> [PASSAGE PROVIDED]:
EXHIBITION OVERVIEW
Wry, incisive and insightful, Ken Lum’s photographs, sculptures and installations probe the tensions between identity and representation, and challenge systemic hierarchies of social power differentiated by race, class and gender. A focused, career-spanning survey, Death and Furniture features a small but impactful selection of works from Lum’s internationally celebrated, 40-year practice. Many of these artworks foreground the ways in which the process of subject formation is negotiated individually and collectively.
The exhibition takes its starting point the new body of work, Time. And Again. (2021), in which Lum employs his characteristic image-and-text format to explore issues around our contemporary existence and how that is defined by the anxiety and stress around work and labour. The title of the series evokes the essence of time as non-linear but circular and repetitive. The repetition is also embodied through the short, slogan-like written text placed next to the photographic portraits. However, such cyclical trait is paradoxical with the mortal human condition. Part of the cycle of life, death has formed an important recurrent theme in Lum’s art. In Time. And Again, the repeated phrases become a mantra or a prayer for the individuals to come to terms with their emotional and physical conditions. Death and Furniture also features works from Lum’s Necrology Series (2017 to present), Furniture Sculptures (1978 to present), and Photo-Mirror (1997), among which, his Furniture Sculptures represent some of Lum’s best-known three-dimensional works. Using ready-made, generic-branded sofas, the work transforms everyday objects into art and art experience, a disruption of both aesthetic and utilitarian values.

> [LISTED ENTRIES]:
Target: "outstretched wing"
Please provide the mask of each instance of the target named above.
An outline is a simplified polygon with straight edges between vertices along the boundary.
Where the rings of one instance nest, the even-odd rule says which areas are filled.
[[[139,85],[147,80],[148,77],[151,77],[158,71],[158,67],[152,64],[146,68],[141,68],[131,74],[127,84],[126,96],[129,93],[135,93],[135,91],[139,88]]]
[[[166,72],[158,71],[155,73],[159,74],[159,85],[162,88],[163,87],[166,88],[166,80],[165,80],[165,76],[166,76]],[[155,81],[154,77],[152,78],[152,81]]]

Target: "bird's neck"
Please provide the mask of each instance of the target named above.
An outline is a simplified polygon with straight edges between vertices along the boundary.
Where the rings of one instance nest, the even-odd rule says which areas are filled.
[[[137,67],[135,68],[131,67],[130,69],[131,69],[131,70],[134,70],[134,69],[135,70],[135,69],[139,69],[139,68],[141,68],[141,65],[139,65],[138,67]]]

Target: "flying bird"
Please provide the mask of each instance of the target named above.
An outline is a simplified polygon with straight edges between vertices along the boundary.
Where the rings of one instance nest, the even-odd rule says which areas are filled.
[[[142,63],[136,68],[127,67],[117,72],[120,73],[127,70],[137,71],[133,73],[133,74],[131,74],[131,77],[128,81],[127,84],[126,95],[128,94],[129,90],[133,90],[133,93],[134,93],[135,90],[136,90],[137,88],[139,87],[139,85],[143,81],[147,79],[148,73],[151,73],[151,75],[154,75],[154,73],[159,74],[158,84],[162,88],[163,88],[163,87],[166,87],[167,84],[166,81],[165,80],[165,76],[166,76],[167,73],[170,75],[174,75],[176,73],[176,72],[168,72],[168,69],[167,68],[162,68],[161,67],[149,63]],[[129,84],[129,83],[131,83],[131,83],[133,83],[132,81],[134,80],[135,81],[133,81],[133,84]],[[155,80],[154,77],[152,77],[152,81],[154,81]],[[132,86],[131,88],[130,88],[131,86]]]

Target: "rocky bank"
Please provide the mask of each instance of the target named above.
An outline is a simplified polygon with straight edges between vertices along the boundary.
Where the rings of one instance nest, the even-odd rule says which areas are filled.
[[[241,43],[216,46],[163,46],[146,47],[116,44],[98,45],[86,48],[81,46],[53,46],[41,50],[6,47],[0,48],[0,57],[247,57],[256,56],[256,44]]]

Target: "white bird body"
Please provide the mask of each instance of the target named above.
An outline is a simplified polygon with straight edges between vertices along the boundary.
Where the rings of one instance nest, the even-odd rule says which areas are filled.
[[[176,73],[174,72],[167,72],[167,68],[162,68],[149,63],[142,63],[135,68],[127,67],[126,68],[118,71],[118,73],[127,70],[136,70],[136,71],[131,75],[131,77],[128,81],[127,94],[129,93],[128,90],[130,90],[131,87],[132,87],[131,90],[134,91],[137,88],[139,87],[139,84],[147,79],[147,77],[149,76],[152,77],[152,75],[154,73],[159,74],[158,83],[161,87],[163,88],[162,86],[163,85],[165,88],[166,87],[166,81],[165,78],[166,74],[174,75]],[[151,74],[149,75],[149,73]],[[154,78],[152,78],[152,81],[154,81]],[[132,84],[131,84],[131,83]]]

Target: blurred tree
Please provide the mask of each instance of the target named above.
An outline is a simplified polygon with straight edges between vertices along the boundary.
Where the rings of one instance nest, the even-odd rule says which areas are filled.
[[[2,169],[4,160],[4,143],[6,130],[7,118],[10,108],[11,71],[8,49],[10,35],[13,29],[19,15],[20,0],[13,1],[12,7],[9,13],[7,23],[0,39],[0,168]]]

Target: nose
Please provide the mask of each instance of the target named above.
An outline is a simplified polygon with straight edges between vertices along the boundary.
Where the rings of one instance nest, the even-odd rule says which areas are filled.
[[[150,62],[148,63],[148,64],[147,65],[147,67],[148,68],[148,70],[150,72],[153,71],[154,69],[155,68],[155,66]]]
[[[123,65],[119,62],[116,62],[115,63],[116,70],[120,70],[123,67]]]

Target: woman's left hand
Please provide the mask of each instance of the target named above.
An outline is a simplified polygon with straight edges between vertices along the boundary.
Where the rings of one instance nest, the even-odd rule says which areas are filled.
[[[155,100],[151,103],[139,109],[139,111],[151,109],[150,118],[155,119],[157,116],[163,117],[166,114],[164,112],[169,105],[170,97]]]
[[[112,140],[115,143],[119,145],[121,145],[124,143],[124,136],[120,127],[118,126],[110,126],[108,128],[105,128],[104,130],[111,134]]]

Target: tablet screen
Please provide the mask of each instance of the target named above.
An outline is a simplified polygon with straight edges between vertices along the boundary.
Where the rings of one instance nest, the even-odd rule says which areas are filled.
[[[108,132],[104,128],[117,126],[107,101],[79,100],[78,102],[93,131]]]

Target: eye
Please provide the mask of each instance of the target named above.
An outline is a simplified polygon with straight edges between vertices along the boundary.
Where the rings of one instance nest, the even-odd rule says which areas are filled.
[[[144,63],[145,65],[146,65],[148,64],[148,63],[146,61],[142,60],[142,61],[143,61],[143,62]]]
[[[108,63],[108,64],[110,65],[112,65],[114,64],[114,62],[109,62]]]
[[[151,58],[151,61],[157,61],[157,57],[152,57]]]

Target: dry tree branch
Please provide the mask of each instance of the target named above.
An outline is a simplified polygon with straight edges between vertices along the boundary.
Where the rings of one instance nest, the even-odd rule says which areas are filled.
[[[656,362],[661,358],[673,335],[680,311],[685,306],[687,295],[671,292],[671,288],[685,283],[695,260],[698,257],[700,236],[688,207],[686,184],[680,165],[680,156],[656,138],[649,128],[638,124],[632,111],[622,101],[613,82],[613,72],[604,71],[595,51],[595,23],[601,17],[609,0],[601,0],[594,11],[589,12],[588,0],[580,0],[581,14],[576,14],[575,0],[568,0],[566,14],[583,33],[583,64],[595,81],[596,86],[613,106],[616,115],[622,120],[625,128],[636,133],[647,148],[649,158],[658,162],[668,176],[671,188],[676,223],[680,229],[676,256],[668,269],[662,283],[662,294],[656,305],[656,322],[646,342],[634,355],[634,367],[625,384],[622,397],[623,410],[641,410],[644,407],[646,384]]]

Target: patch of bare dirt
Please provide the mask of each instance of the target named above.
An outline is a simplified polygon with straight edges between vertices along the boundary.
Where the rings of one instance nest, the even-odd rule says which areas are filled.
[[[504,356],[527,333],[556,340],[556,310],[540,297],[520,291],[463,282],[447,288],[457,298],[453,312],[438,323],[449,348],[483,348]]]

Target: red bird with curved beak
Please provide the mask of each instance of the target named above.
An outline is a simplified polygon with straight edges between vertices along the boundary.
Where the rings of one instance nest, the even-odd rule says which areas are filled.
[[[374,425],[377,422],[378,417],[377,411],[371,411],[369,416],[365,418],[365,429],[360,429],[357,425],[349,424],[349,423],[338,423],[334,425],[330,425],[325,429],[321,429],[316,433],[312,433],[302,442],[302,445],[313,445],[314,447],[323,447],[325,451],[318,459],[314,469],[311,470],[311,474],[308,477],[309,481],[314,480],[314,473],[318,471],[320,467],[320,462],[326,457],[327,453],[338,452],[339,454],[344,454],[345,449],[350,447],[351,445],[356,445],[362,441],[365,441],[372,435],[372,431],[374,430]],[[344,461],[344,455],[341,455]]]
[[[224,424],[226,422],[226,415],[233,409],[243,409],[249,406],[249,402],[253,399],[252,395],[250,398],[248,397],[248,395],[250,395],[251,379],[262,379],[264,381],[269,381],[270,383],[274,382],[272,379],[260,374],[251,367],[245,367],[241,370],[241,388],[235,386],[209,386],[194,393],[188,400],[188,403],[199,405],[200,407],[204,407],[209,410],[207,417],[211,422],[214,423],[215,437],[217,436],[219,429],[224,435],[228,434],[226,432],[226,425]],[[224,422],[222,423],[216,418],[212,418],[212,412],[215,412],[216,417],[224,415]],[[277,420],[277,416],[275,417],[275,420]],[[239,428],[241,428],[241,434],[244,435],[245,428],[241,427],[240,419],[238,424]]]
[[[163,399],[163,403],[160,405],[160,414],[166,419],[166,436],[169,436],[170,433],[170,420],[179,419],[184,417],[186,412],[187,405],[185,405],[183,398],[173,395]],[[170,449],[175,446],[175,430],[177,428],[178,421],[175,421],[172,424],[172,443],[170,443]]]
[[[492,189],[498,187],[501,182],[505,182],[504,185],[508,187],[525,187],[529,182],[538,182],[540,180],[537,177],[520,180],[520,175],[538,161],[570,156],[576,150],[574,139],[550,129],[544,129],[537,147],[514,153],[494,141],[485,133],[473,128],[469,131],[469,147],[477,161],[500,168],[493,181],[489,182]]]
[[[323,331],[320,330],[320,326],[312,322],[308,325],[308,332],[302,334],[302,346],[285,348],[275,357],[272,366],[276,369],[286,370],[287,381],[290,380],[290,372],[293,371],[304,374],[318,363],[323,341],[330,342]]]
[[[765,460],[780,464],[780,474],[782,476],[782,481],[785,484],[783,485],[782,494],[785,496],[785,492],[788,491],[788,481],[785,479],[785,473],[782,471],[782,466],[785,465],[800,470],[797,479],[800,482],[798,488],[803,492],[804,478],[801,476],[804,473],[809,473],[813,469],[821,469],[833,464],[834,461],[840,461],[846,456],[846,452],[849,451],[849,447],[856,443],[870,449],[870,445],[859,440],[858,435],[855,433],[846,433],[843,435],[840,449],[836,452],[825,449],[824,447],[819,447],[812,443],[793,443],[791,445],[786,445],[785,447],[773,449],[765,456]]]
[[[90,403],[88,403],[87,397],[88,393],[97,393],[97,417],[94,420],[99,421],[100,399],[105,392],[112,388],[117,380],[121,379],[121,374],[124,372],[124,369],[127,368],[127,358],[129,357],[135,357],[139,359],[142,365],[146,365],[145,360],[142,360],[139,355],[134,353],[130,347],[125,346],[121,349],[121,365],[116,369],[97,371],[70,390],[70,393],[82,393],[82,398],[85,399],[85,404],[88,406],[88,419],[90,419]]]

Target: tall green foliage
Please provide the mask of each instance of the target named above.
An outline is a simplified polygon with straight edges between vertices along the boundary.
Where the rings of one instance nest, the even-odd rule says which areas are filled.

> [WHAT TO WORK ON]:
A. Decide whether each statement agrees with the exhibition overview. Answer yes or no for each, and quote the words of the text that settle it.
(i) Time. And Again. dates from 2021.
(ii) The Furniture Sculptures are made from custom-built designer sofas.
(iii) The survey draws on a practice spanning 40 years.
B. Reproduce word for word the stretch of the exhibition overview from "EXHIBITION OVERVIEW" through "individually and collectively.".

> [ANSWERS TO THE TASKS]:
A.
(i) Yes: "the new body of work, Time. And Again. (2021)"
(ii) No: "Using ready-made, generic-branded sofas"
(iii) Yes: "Lum’s internationally celebrated, 40-year practice"

B.
EXHIBITION OVERVIEW
Wry, incisive and insightful, Ken Lum’s photographs, sculptures and installations probe the tensions between identity and representation, and challenge systemic hierarchies of social power differentiated by race, class and gender. A focused, career-spanning survey, Death and Furniture features a small but impactful selection of works from Lum’s internationally celebrated, 40-year practice. Many of these artworks foreground the ways in which the process of subject formation is negotiated individually and collectively.